== Exercise instructions ==
Write out every entry exactly as it appears.

(Source records)
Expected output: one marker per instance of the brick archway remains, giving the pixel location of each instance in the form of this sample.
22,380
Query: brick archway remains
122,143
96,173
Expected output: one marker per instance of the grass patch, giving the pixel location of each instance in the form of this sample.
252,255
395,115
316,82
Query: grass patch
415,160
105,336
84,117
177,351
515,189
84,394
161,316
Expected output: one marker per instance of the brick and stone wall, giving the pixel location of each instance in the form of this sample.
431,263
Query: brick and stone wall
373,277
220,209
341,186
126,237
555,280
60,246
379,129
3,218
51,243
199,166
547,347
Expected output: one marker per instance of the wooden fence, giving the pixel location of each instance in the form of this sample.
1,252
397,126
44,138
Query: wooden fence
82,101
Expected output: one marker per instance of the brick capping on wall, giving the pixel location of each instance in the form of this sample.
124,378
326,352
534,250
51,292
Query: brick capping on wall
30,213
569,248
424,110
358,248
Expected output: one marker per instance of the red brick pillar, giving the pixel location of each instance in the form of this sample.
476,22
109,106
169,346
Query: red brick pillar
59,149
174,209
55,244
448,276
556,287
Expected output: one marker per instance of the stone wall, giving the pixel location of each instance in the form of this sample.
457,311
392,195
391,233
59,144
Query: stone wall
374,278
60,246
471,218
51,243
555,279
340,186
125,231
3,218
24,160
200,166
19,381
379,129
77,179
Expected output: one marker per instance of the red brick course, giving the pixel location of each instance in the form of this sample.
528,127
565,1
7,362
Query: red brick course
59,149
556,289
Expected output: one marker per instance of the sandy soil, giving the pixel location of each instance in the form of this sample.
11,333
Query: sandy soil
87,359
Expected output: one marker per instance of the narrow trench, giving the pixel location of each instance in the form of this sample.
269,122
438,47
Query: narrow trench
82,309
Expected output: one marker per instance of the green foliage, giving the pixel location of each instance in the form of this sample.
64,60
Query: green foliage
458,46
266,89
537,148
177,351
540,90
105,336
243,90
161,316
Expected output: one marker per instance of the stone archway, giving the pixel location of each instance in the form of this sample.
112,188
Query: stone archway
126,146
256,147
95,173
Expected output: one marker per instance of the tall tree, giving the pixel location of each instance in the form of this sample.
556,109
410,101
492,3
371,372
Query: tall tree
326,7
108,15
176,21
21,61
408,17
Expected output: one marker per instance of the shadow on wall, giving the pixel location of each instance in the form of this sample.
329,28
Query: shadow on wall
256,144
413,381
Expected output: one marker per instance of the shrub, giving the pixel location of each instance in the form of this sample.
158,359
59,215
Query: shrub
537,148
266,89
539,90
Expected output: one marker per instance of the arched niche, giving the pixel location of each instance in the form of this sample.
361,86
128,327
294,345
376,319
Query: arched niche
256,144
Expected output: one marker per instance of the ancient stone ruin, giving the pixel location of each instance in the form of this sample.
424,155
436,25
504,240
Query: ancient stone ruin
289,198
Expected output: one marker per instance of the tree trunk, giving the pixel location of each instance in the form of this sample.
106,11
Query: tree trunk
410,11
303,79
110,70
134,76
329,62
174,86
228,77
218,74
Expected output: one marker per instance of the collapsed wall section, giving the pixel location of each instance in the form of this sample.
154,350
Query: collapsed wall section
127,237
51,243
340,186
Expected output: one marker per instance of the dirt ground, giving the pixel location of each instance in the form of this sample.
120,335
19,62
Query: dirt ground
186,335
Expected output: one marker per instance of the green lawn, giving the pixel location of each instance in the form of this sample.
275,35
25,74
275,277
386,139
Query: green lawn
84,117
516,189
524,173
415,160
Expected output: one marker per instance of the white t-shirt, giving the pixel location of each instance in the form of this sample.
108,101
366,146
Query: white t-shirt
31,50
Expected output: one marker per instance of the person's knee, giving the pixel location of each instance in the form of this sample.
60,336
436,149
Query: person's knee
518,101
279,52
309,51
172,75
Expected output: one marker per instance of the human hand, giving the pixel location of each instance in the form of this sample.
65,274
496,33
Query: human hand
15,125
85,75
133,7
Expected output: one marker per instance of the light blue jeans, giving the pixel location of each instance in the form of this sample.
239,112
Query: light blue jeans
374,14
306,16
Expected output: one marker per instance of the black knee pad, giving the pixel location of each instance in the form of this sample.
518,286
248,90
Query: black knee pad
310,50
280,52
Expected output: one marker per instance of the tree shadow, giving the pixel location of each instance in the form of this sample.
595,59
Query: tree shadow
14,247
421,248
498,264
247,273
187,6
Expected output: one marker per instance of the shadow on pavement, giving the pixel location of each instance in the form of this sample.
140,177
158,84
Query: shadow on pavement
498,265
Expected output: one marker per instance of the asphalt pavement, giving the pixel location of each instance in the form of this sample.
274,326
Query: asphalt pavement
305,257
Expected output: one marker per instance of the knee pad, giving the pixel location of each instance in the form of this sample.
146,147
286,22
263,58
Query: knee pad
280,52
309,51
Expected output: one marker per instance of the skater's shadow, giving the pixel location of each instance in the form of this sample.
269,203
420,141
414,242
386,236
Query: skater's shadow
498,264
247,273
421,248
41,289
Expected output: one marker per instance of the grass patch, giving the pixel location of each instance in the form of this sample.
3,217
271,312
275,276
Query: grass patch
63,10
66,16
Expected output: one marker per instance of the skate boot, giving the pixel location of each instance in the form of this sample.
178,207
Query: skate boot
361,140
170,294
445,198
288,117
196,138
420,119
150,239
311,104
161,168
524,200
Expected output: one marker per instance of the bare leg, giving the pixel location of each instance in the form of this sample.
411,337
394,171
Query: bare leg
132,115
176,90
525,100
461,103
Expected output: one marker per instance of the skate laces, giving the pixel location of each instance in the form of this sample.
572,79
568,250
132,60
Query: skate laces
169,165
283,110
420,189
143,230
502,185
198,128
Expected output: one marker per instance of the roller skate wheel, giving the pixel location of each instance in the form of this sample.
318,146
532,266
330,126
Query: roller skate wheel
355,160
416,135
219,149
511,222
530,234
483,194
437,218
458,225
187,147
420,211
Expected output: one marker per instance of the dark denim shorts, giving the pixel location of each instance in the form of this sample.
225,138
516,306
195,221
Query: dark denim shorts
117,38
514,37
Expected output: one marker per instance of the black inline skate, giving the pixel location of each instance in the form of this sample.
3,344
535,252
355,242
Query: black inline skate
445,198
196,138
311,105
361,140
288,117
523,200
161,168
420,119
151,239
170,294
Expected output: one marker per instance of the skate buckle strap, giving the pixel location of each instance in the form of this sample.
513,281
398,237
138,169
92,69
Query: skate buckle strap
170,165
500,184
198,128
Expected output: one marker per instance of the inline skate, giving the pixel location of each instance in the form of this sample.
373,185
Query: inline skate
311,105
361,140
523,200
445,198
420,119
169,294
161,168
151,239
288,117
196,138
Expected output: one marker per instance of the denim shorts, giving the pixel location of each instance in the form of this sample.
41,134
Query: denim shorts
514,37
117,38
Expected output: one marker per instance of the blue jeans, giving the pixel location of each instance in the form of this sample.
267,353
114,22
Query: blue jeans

== Task solution ==
Expected output: one marker per instance of the brick archway remains, giving the pixel location of each instance in the form of this sample.
22,380
Query: brick archway remains
122,143
96,173
Expected output: one marker per instance of the grass patch, giving the pixel location of each instance in the form of this sample.
252,255
395,115
316,82
Query: grass patch
415,160
105,336
84,117
177,351
515,189
84,394
161,316
Expected output: one marker per instance of the brick and stone wall, giving the pixel location of each instance in the form of this sample.
431,263
Query: brick and stone wall
373,277
220,209
341,186
126,237
555,280
60,246
379,129
3,218
51,243
199,166
547,347
Expected output: one marker per instance of the wooden fence, giving the pixel location of each instance in the form of this sample.
1,252
397,126
44,138
Query: wooden fence
82,101
Expected output: one marker per instance of the brick capping on wall, giving the pixel location of each instance in the form of this sample.
124,378
326,352
534,250
51,292
Query: brick capping on wall
30,213
569,248
424,110
358,248
Expected output: one marker per instance of the red brick pillar, giving the pixel location of each instance in the form of this sample.
476,22
109,106
169,346
Query: red brick pillar
59,149
174,209
55,244
448,276
556,287
Expected output: one marker per instance of the stone wall, giving the pixel location of each instance in the form of this sample.
457,311
392,195
391,233
59,144
Query: stone wall
374,278
60,246
471,218
51,243
555,279
340,186
125,231
3,218
24,160
200,166
19,381
379,129
77,179
Expected output: one marker per instance of the red brick course, giving the pixel location of each instance in the form of this sample.
528,127
565,1
7,362
Query: red brick course
59,149
556,289
Expected output: one marker per instance of the sandy soil, giving the pixel location of each instance in the form of this sample.
11,333
Query: sandy soil
87,359
Expected output: one marker per instance of the narrow trench, giving the pixel location of each instance in the form of this sample.
269,122
438,47
Query: narrow trench
82,309
Expected output: one marker per instance of the green foliage, giving the pixel location of each instance in the form of this sample.
64,60
Query: green foliage
458,46
266,89
537,148
177,351
540,90
105,336
243,90
161,316
Expected output: one marker per instance of the stone archway, giving the pixel location of each instance in the form of this sample.
112,188
Query: stone archway
126,146
256,147
95,173
Expected output: one marker per instance of the tall tree, giving the pixel location of each instance in the form of this sample.
556,109
410,101
492,3
371,372
Query: tall tree
326,7
108,15
176,21
21,61
408,17
Expected output: one marker per instance of the shadow on wall, giving the pixel location of each instance in the form of this sample.
329,28
Query: shadow on wall
256,144
413,381
Expected output: one marker per instance of the shrub, giving the pixel location of each instance in the form of this sample.
158,359
59,215
Query: shrub
537,148
266,89
539,90
Expected output: one marker per instance of the arched niche, giving the pixel location of each instance in the form of this sample.
361,86
128,327
294,345
376,319
Query: arched niche
256,144
Expected output: one marker per instance of the ancient stone ruin, giving the pixel location of each instance in the form of this sample.
424,155
436,25
504,240
Query: ancient stone ruin
289,198
Expected output: one marker per instance of the tree trunk, giving the pixel location of each instance in the form of this sample.
106,11
Query: tree trunk
410,11
303,79
110,70
134,76
329,62
174,86
228,77
218,74
Expected output: one marker per instance of the collapsed wall section, giving the pixel location of each instance in the form of this sample.
154,350
Query: collapsed wall section
127,237
51,243
340,186
Expected output: one marker per instance of the dirt ground, giving the pixel location of each instance in the form of this sample.
120,335
19,62
Query: dirt ground
186,335
Expected output: one marker per instance of the green lawn, giving the pixel location of each instance in the form of this sample.
275,35
25,74
275,277
386,139
Query: green lawn
84,117
516,189
524,173
415,160
Expected output: one marker per instance of the white t-shirt, giving the pixel location of each instance in the form of this sample.
108,101
366,146
Query: white t-shirt
31,50
Expected output: one marker per instance of the person's knee, giving the pixel location of each instance in the form of this sample.
60,336
436,149
Query: person's knee
518,101
279,52
309,51
172,75
Expected output: one marker per instance of the human hand, giving the pixel location of each instance in the form of this sample.
65,274
496,33
Query: human hand
15,125
85,75
133,7
Expected output: one marker per instance of the light blue jeans, giving the pixel location of each instance in the form of this sample.
239,112
Query: light blue jeans
374,14
306,16
Expected output: one marker per instance of the black knee pad, giving the pixel location of each instance in the form of this sample.
518,286
248,90
Query: black knee pad
310,50
280,52
Expected output: one marker per instance of the tree shadow, giving the pixel location of each instance in the form of this sample.
595,59
Query: tree shadow
14,247
421,248
498,264
247,273
187,6
Expected output: one marker per instance of the shadow on pavement, giving the pixel location of each instance in the form of this sample.
140,177
158,84
Query: shadow on pavement
498,265
Expected output: one marker per instance of the asphalt pavement, giving the pixel location of each instance in the form of this sample.
274,326
Query: asphalt pavement
305,257
Expected output: one marker per instance of the knee pad, giving the pixel location of each instance in the form of this sample.
146,147
286,22
263,58
Query: knee pad
280,52
309,51
Expected output: one marker per instance of the skater's shadow, giving the pixel location of each instance in the form of this sample.
269,203
420,141
414,242
386,236
Query: skater's shadow
498,264
247,273
421,248
41,289
Expected output: one marker per instance of the grass patch, giving the pixel location of each instance in the form of this sample.
3,217
271,312
275,276
Query: grass patch
63,10
66,16
Expected output: one marker per instance of the skate boot, giving the pixel location of each instance in the form of this sample.
178,207
Query: skate boot
361,140
170,294
445,198
288,117
196,138
420,119
150,239
311,104
161,168
524,200
Expected output: one marker per instance of the bare leg, giving the pixel location of each instance in the form of this sample.
411,337
394,171
Query: bare leg
132,115
176,90
525,100
461,103
Expected output: one marker per instance of the skate laces, giving the pixel location of each instance in the form of this sample.
572,79
568,250
132,60
Query: skate laces
169,165
283,110
420,189
143,230
502,185
198,128
Expected output: one marker per instance of the roller skate wheel, giving the pixel location of each instance in the form of this sample.
318,146
532,266
330,126
Query: roller skate wheel
355,160
416,135
219,149
511,222
530,234
483,194
437,218
458,225
187,147
420,211
Expected output: one marker per instance of the dark denim shorts, giving the pixel location of each instance in the form of this sample.
225,138
516,306
195,221
Query: dark denim shorts
117,38
514,37
Expected output: one marker per instance of the black inline skate, giving the pixel location of each instance in the form of this sample.
3,344
535,252
355,242
Query: black inline skate
445,198
196,138
311,105
361,140
288,117
523,200
161,168
420,119
151,239
170,294
Expected output: one marker per instance of the skate buckle strap, giving the pixel location of each instance in the form of this sample.
513,281
398,237
138,169
92,69
Query: skate buckle strap
170,165
500,184
198,128
Expected output: one marker per instance of the inline skate, giving the pixel location of each instance in the form of this sample.
373,185
Query: inline skate
311,105
361,140
523,200
445,198
420,119
169,294
161,168
151,239
288,117
196,138
Expected output: one marker per instance of the denim shorts, giving the pixel location of each instance in the form of this sample.
41,134
Query: denim shorts
514,37
117,38
Expected output: one marker per instance of the blue jeans, giving the pixel location of each instance in the form of this sample.
267,353
114,22
Query: blue jeans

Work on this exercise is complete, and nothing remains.